══ Materiale di lavoro ══
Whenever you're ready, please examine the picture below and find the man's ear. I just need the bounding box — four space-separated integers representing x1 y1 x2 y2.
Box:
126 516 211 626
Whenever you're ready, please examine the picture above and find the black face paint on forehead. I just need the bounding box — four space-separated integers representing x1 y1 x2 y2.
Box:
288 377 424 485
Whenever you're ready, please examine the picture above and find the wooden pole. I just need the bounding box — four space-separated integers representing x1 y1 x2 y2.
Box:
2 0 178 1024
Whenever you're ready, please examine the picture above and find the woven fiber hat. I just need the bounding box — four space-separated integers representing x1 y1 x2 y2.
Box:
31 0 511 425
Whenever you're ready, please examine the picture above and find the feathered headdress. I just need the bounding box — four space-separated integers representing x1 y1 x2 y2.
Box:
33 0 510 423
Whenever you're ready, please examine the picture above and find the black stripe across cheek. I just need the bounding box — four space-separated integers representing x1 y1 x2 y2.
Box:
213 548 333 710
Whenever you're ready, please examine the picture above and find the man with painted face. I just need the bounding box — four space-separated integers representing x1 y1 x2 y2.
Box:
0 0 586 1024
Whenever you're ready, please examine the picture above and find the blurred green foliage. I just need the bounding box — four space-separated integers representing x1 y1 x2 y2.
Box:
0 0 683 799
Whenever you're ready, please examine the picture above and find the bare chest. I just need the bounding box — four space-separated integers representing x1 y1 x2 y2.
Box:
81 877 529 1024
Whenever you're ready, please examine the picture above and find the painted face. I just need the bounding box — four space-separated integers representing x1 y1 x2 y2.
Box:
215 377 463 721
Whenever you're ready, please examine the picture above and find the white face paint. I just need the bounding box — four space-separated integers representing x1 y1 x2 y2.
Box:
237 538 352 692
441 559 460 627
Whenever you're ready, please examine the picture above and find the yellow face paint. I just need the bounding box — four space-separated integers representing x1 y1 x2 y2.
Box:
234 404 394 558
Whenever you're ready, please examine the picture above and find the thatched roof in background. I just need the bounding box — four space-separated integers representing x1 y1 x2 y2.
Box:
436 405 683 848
═══
Modifica tutte le righe qui sopra: sostituisci "bounding box" con "enclosing rectangle" ovunque compaia e lascia invariato tutto il resto.

Whenever you're ready, please examine the picture below and find the man's ear. I just need the enclosing rectangle — four space-separated integers representing x1 y1 x2 y2.
Box:
126 516 211 626
Whenever you're ready, please examine the picture above and find the black face paint on forehead. I just need the enclosing rectangle — four space-separated integers representing x1 y1 x2 y2.
Box:
288 377 424 485
Whenever you're ready, please examine the picture above and find the wooden pole. I just need the enclosing rectangle — four space-separated integers representing x1 y1 x2 y2.
Box:
2 0 178 1024
Whenever you're ready, please examine the picture above and find the woven fiber hat. I just need the enclosing rectangle — four space-separated integers representing x1 y1 x2 y2.
Box:
31 0 511 425
Whenever you're ready, please examine the picture above and find the feathered headdress. I just need the enclosing rectangle — four space-separated integers representing x1 y1 x2 y2.
Box:
33 0 510 423
Whenever you're ready, please examine the picture above and find the black stripe across cheek. I just need the enclosing rectangle — four space-separated integers representing x1 y1 x2 y2.
Box:
213 548 333 710
Whenever you're ready, please examine the picture above and find the man with painted face. I just need the enclosing rectangle — four space-separated integers representing x1 y1 x2 y2.
Box:
0 0 586 1024
Whenever you're ready, please examine the picture above and find the blurred green foliage. I just need the enclosing rectangle — four space-separated integers representing x1 y1 x2 y2.
Box:
0 0 683 799
Whenever you're ready, please examine the picture above and find the bare chest. I just need the enclosing rectangle — four space-separated integers representing x1 y1 x2 y2.
Box:
81 877 529 1024
Whenever you're ready, please examine the picture above and find the painted face. I just need the enclosing rectangle — four space-separated integers representing x1 y1 x2 y2.
Box:
215 377 463 721
Whenever you're ready, please examine the picture above and find the white face paint. I just need the enclosing rectangle — four space-separated integers representing x1 y1 x2 y2.
Box:
237 538 352 692
441 559 460 627
Whenever you're ready, please examine the picture above and find the yellow face paint. I just need the enclosing rectangle — four space-separated integers representing x1 y1 x2 y2.
Box:
234 404 394 558
Whenever you're ready, please examine the picture above and find the thatched roof in background. I just need the enclosing rectangle — four space-separated integers representing x1 y1 x2 y2.
Box:
436 405 683 848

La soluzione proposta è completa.